Directions for this task -
Rename "syringe cap" to "pen cap" in the listing from the line with "In this exercise you will find the blue" to the line with "[(29, 231), (30, 206)]", and return only those lines with nothing else changed.

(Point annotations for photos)
————

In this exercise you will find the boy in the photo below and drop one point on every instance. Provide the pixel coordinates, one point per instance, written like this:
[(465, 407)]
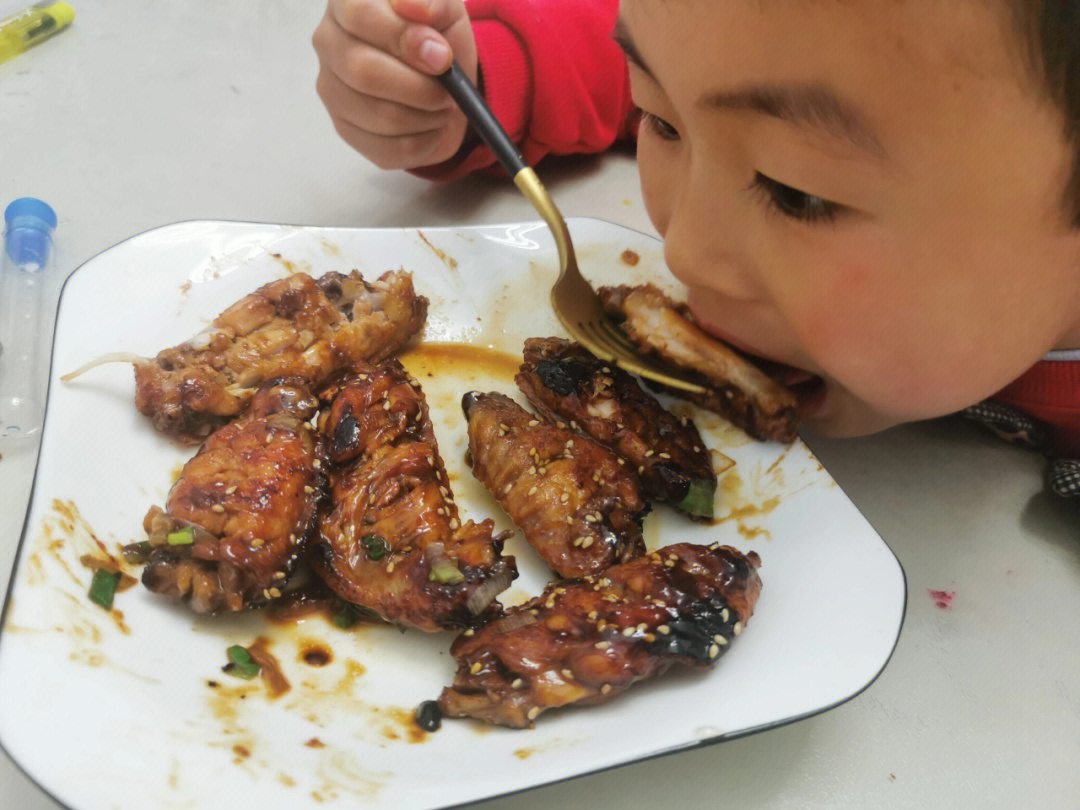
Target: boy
[(883, 197)]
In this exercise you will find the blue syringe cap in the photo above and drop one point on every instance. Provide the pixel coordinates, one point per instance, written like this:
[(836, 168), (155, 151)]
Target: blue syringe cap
[(29, 231), (30, 206)]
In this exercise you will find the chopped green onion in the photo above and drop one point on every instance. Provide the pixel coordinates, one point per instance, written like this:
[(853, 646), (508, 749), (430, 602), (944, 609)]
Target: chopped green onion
[(181, 537), (241, 663), (376, 547), (103, 586), (445, 572), (699, 498)]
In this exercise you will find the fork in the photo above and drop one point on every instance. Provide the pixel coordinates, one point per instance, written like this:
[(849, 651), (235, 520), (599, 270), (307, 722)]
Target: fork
[(575, 302)]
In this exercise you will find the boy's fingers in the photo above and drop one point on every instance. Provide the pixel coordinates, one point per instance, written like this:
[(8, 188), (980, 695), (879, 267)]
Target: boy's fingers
[(439, 14), (378, 25), (405, 151), (376, 116), (370, 71)]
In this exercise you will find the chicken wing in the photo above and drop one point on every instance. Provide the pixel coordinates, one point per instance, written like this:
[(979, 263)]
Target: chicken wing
[(235, 521), (296, 326), (565, 382), (392, 539), (584, 642), (574, 500), (739, 391)]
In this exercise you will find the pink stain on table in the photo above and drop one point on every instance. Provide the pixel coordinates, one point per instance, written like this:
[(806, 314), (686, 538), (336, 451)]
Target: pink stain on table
[(942, 598)]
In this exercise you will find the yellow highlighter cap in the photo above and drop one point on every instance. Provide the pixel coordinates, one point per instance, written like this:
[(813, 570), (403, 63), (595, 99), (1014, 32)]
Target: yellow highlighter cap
[(61, 12)]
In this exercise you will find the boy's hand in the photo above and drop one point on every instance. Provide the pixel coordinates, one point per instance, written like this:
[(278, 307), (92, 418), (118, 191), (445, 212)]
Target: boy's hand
[(377, 58)]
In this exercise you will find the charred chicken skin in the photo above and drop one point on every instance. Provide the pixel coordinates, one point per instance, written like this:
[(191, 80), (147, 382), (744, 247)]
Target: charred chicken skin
[(392, 539), (238, 516), (739, 391), (584, 642), (567, 383), (575, 501), (296, 326)]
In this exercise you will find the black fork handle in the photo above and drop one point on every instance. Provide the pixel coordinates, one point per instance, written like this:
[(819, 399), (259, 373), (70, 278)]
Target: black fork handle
[(482, 119)]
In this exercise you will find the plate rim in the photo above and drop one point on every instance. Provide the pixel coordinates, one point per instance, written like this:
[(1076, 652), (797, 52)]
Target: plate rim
[(691, 745)]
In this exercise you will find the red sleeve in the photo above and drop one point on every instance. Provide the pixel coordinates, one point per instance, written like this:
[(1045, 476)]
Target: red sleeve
[(553, 77)]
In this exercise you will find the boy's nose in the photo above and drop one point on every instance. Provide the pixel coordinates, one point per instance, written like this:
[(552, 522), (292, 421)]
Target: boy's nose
[(702, 251)]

————

Full response -
In this exercise you will find the blue pen cap in the photo above and drop one point on every instance. Provide the pixel coordinates, one point per instance, written like this:
[(836, 168), (155, 151)]
Target: blue pen cap
[(29, 231), (30, 206)]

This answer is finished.